# Kısa alıştırma 1
Şehir Üniversitesi hakkındaki metinde "Özelleştirme Yüksek Kurulunun" sözleriyle başlayıp "da imzasıyla devredildi." sözlerine kadar süren bölümü aynen yazıya geçirin.

Şehir Üniversitesi gerçekleri « Kamudan Ajans

SON DAKİKA

Şehir Üniversitesi gerçekleri

İstanbul Şehir Üniversitesi’nin borçları nedeniyle kapanacak duruma gelmesi uzun süredir gündemi meşgul ediyor. Şehir Üniversitesi ve Halkbank merkezinde yaşanan ve sürekli manipüle edilen açıklamaların ardında ise hukuki ve finansal bir süreç bulunuyor.


Web Banner

İstanbul Şehir Üniversitesi’nin hükümeti ve Halkbank’ı hedef göstererek kendilerine operasyon yapıldığı iddiaların gündemi meşgul etmeye devam ediyor. Üniversite, kuruluşunda destek veren finans kaynaklarını kaybettiği ve kuruma yapılan bağışlar da azaldığı için bir süredir mali sorunlar yaşıyordu. Hukuki ve finansal süreçlerin ardından Şehir Üniversitesi çektiği mali zorluklar ve yönetimsel hatalardan dolayı borçlarını ödeyemeyecek duruma gelirken tüm bu yaşananların tek sebebi olarak borcunu tahsil etmeye çalışan Halkbank’ı hedef göstererek üniversitenin operasyona uğradığını duyurdu. Konuyla ilgili sosyal medya, gazeteler ve internet siteleri üzerinden birçok spekülasyon yapılırken her açıklama ya da haber başka soru işaretlerini beraberinde getirdi. İşte Şehir Üniversitesi konusunda yaşananlar…

 

 

DAVUTOĞLU İMZASIYLA ARAZİ TAHSİS EDİLDİ

Özelleştirme Yüksek Kurulunun 29.05.2015 tarihli kararı ile Tekel İşletmeleri Genel Müdürlüğünün mülkiyetinde bulunan Dragos’taki araziler İstanbul Şehir Üniversitesi’ne o dönem Başbakan olan Ahmet Davutoğlu’nun da imzasıyla devredildi.

# Çıkarılan kayıtlar
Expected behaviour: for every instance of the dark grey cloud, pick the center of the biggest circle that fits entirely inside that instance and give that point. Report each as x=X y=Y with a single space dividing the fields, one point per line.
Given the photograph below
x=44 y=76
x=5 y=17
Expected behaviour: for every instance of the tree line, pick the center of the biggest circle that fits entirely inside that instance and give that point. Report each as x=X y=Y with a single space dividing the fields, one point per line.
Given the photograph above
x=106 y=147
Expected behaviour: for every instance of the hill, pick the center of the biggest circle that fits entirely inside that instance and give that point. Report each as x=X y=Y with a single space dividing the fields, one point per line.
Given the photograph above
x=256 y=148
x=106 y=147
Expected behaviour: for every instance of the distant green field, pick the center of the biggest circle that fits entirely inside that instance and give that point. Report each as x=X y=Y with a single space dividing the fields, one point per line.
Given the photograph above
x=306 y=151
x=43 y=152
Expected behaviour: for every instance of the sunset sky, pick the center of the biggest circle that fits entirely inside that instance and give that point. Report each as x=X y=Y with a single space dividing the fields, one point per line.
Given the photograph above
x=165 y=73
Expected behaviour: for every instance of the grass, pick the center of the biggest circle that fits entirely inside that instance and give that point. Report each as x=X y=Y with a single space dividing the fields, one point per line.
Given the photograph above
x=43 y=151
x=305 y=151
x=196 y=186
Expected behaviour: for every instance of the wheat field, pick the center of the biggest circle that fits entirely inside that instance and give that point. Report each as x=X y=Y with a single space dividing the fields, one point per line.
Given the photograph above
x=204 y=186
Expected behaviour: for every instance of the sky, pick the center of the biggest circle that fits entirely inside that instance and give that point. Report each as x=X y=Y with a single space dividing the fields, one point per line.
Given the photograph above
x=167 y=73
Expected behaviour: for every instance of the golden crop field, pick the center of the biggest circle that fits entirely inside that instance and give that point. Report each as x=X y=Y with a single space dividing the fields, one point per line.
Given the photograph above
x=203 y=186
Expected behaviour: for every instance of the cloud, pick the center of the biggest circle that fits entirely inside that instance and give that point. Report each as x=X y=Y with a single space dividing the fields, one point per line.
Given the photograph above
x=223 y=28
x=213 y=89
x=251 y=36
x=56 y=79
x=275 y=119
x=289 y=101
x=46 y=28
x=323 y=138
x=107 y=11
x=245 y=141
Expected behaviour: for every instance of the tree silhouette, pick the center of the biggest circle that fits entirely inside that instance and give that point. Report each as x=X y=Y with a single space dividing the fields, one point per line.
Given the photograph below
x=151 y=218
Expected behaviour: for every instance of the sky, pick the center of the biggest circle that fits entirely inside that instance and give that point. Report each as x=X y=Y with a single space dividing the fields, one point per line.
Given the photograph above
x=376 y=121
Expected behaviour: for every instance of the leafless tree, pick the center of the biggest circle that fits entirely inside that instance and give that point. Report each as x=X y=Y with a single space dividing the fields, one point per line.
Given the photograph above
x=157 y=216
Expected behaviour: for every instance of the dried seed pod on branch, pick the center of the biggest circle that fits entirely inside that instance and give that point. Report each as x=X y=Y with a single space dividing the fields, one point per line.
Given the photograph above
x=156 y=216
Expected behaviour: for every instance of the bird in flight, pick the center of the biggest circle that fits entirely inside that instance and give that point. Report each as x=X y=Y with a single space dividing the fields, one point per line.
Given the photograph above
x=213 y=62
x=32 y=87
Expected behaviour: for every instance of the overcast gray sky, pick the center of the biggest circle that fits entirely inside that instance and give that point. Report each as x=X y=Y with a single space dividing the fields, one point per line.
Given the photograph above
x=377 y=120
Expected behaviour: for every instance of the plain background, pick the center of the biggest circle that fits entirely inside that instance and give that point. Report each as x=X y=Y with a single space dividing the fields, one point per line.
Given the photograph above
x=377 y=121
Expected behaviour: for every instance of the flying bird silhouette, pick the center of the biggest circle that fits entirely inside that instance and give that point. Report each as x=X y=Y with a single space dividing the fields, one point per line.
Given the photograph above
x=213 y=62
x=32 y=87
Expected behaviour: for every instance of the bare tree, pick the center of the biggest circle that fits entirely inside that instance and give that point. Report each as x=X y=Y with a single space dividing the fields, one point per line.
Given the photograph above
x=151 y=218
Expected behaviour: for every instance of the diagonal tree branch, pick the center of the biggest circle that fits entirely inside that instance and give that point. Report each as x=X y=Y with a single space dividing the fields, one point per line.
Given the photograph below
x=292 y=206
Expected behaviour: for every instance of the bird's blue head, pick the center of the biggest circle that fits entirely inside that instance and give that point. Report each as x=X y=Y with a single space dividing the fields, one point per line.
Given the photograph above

# Kısa alıştırma 2
Kayıtlarda "Expected behaviour: for every instance of the diagonal" ifadesini içeren satırdan başlayıp kayıtların sonuna kadar uzanan satırları, iki ucu da dahil olmak üzere, kelimesi kelimesine tekrarlayın.

# Yazılı yanıt 1
Özelleştirme Yüksek Kurulunun 29.05.2015 tarihli kararı ile Tekel İşletmeleri Genel Müdürlüğünün mülkiyetinde bulunan Dragos’taki araziler İstanbul Şehir Üniversitesi’ne o dönem Başbakan olan Ahmet Davutoğlu’nun da imzasıyla devredildi.

# Yazılı yanıt 2
Expected behaviour: for every instance of the diagonal tree branch, pick the center of the biggest circle that fits entirely inside that instance and give that point. Report each as x=X y=Y with a single space dividing the fields, one point per line.
Given the photograph below
x=292 y=206
Expected behaviour: for every instance of the bird's blue head, pick the center of the biggest circle that fits entirely inside that instance and give that point. Report each as x=X y=Y with a single space dividing the fields, one point per line.
Given the photograph above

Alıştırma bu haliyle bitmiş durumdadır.